* _Records_:
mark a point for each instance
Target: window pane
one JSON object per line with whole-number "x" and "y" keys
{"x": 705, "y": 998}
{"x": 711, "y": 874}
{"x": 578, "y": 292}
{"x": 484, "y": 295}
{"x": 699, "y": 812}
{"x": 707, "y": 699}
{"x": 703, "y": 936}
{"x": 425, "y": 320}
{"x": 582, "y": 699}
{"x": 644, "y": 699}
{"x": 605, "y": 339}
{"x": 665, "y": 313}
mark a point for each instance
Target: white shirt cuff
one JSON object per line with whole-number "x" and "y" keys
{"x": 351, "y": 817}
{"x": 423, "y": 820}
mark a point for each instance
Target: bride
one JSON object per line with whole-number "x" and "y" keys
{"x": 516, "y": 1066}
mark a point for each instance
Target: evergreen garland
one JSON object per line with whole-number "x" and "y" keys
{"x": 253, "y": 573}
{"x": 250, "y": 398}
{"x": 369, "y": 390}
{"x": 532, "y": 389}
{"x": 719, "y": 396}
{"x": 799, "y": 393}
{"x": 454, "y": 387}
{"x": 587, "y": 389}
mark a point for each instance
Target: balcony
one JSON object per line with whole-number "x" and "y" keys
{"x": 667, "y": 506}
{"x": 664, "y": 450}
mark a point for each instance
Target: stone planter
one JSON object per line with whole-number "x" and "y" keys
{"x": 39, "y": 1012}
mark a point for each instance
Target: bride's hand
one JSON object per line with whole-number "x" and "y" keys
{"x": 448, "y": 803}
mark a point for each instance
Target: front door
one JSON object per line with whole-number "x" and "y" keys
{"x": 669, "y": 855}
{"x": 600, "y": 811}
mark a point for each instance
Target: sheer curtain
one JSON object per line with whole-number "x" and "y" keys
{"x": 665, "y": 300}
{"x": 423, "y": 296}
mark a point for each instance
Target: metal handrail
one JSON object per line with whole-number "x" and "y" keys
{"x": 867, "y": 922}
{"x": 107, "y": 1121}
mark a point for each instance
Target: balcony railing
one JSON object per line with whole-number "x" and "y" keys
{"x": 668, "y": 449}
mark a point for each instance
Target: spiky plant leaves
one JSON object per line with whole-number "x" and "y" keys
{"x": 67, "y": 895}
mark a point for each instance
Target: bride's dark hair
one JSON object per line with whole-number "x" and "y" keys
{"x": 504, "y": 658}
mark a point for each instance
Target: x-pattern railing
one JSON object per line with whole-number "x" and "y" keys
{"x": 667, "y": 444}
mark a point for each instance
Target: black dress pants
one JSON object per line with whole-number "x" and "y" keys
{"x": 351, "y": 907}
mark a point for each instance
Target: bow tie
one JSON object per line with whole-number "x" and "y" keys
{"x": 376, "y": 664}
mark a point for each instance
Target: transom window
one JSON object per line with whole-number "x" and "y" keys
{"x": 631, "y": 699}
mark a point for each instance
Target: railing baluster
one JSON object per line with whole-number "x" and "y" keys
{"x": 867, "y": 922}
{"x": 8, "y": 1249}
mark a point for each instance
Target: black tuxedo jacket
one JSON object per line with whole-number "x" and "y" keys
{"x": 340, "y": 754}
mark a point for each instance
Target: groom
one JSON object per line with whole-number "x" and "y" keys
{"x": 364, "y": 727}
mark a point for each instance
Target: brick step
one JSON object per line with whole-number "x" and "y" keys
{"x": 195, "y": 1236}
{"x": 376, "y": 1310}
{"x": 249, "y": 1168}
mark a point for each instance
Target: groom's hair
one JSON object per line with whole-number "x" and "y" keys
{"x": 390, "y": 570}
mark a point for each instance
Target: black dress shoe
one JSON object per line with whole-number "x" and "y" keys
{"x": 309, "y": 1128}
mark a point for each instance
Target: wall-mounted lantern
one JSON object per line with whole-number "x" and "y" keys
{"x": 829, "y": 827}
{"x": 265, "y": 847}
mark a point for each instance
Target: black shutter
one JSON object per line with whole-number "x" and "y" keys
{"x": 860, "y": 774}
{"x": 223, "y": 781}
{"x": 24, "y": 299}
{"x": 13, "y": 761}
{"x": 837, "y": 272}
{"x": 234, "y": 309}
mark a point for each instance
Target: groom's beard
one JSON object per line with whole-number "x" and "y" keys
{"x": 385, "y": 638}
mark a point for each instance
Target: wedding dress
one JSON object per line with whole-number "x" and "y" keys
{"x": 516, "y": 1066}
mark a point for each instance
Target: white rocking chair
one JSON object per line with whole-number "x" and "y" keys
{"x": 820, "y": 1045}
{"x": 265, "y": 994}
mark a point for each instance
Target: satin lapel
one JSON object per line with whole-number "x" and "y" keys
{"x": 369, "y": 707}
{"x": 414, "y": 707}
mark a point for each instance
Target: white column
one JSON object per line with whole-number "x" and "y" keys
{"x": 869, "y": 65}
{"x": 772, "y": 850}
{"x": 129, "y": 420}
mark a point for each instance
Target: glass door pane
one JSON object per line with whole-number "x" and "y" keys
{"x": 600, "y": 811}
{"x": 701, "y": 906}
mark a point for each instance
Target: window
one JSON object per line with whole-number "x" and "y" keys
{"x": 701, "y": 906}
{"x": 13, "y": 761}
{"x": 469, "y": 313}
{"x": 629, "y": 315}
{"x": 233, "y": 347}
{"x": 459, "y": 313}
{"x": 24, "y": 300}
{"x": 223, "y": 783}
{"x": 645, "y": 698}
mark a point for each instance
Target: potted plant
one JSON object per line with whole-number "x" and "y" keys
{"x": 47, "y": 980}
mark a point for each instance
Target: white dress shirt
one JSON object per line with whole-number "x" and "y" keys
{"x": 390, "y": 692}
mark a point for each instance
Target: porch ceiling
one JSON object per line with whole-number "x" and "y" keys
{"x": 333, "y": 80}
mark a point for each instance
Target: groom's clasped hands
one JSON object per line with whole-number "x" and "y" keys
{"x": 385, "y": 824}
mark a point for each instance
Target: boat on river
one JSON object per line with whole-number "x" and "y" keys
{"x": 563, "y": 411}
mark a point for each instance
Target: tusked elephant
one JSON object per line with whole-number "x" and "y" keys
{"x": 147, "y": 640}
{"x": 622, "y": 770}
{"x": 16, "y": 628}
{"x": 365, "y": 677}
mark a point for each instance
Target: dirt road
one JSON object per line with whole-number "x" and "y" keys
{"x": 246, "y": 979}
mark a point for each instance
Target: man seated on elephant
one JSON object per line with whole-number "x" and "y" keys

* _Given problem_:
Make a verbatim copy of every entry shown above.

* _Written answer_:
mark a point for each instance
Target: window pane
one JSON object per line with whole-number "x" and "y" keys
{"x": 705, "y": 998}
{"x": 711, "y": 874}
{"x": 578, "y": 292}
{"x": 484, "y": 295}
{"x": 699, "y": 812}
{"x": 707, "y": 699}
{"x": 703, "y": 936}
{"x": 425, "y": 320}
{"x": 582, "y": 699}
{"x": 644, "y": 699}
{"x": 605, "y": 339}
{"x": 665, "y": 313}
mark a point for each instance
Target: white shirt cuff
one JSON object per line with whole-number "x" and "y" keys
{"x": 351, "y": 817}
{"x": 423, "y": 820}
mark a point for each instance
Target: bride
one JSON object per line with whole-number "x" and "y" keys
{"x": 516, "y": 1066}
mark a point for each instance
Target: evergreen garland
one JSON object per line with whole-number "x" and "y" keys
{"x": 253, "y": 573}
{"x": 250, "y": 398}
{"x": 369, "y": 390}
{"x": 532, "y": 389}
{"x": 719, "y": 396}
{"x": 799, "y": 393}
{"x": 454, "y": 387}
{"x": 587, "y": 389}
mark a point for each instance
Target: balcony
one JSON object per line with whole-number "x" and "y" keys
{"x": 667, "y": 506}
{"x": 664, "y": 450}
mark a point for each instance
Target: stone planter
one JSON object per line with whole-number "x" and "y" keys
{"x": 39, "y": 1012}
mark a point for each instance
Target: bride's hand
one JSON object per line with whole-number "x" and "y" keys
{"x": 448, "y": 803}
mark a point for each instance
Target: front door
one JSON object per line with whole-number "x" and "y" keys
{"x": 669, "y": 855}
{"x": 600, "y": 811}
mark a point for each instance
Target: sheer curtain
one JSON object per line with whole-number "x" and "y" keys
{"x": 665, "y": 300}
{"x": 423, "y": 296}
mark a point for each instance
Target: metal handrail
one JSON object per line with whole-number "x" and "y" keys
{"x": 867, "y": 922}
{"x": 107, "y": 1121}
mark a point for each instance
Target: balcony railing
one JSON object per line with whole-number "x" and "y" keys
{"x": 668, "y": 449}
mark a point for each instance
Target: spiky plant leaves
one JSON object per line with whole-number "x" and "y" keys
{"x": 67, "y": 895}
mark a point for each instance
Target: bride's dark hair
one JSON object per line with whole-number "x" and "y" keys
{"x": 504, "y": 658}
mark a point for each instance
Target: x-pattern railing
one JSON object per line with whole-number "x" and "y" keys
{"x": 667, "y": 444}
mark a point for each instance
Target: black dress pants
one JSON object per line with whole-number "x" and "y" keys
{"x": 351, "y": 907}
mark a point for each instance
Target: bow tie
one JSON object per line with whole-number "x" and "y" keys
{"x": 376, "y": 664}
mark a point for each instance
Target: transom window
one JSON object per line with whole-number "x" and "y" keys
{"x": 631, "y": 699}
mark a point for each instance
Target: railing baluster
one JSON object per line with whole-number "x" and "y" keys
{"x": 867, "y": 922}
{"x": 8, "y": 1249}
mark a point for each instance
Target: black tuxedo jacket
one JSON object per line with whole-number "x" and "y" keys
{"x": 340, "y": 754}
mark a point for each instance
Target: groom
one JSON object per line with whole-number "x" and "y" keys
{"x": 364, "y": 727}
mark a point for each instance
Target: brick step
one JSON object per line with whole-number "x" and "y" keys
{"x": 195, "y": 1236}
{"x": 376, "y": 1310}
{"x": 249, "y": 1168}
mark a point for each instance
Target: groom's hair
one JSON object per line with whole-number "x" and "y" keys
{"x": 390, "y": 570}
mark a point for each instance
Target: black dress shoe
one JSON object per line with whole-number "x" and "y" keys
{"x": 309, "y": 1128}
mark a point for each instance
Target: wall-mounted lantern
one JSON object per line with whole-number "x" and "y" keys
{"x": 829, "y": 827}
{"x": 265, "y": 847}
mark a point for each instance
Target: black shutter
one JSON object per line with whole-number "x" and "y" keys
{"x": 860, "y": 774}
{"x": 223, "y": 781}
{"x": 24, "y": 299}
{"x": 13, "y": 761}
{"x": 837, "y": 272}
{"x": 234, "y": 309}
mark a point for each instance
Target: groom's beard
one JSON object per line with whole-number "x" and "y" keys
{"x": 385, "y": 638}
mark a point for each instance
Target: wedding dress
one JSON object per line with whole-number "x" and "y" keys
{"x": 516, "y": 1066}
mark a point for each instance
Target: white rocking chair
one JSON object per line with whole-number "x" and "y" keys
{"x": 820, "y": 1045}
{"x": 265, "y": 994}
mark a point for each instance
Target: satin lapel
one JSON object per line with whole-number "x" and "y" keys
{"x": 369, "y": 707}
{"x": 414, "y": 707}
mark a point for each instance
Target: white column
one JSON object per line with whole-number "x" and "y" keys
{"x": 869, "y": 65}
{"x": 772, "y": 850}
{"x": 129, "y": 420}
mark a point for each instance
Target: glass door pane
one JSON object per line with whole-number "x" and "y" keys
{"x": 600, "y": 811}
{"x": 701, "y": 906}
mark a point for each instance
Target: window
one JSON object per line with whole-number "x" and "y" keys
{"x": 701, "y": 906}
{"x": 13, "y": 761}
{"x": 469, "y": 313}
{"x": 629, "y": 315}
{"x": 233, "y": 347}
{"x": 459, "y": 313}
{"x": 24, "y": 300}
{"x": 223, "y": 783}
{"x": 645, "y": 698}
mark a point for each instance
Target: potted plant
one JSON object per line with whole-number "x" and "y" keys
{"x": 47, "y": 980}
mark a point for each instance
Target: white dress shirt
one JSON object per line with whole-number "x" and "y" keys
{"x": 390, "y": 692}
mark a point for each instance
Target: porch ceiling
one JSON object per line with whole-number "x" and "y" keys
{"x": 333, "y": 80}
mark a point for each instance
Target: groom's clasped hands
one JSON object per line with whole-number "x" and "y" keys
{"x": 385, "y": 824}
mark a point for each instance
Target: boat on river
one JSON object per line with whole-number "x" and "y" keys
{"x": 563, "y": 411}
mark a point for each instance
Target: tusked elephant
one JSON object per line with whole-number "x" and "y" keys
{"x": 147, "y": 640}
{"x": 622, "y": 770}
{"x": 16, "y": 628}
{"x": 365, "y": 677}
mark a point for each instance
Target: dirt road
one JSON object per line with whole-number "x" and "y" keys
{"x": 246, "y": 979}
mark a point for each instance
Target: man seated on elephant
one JSON object per line with whole-number "x" and "y" keys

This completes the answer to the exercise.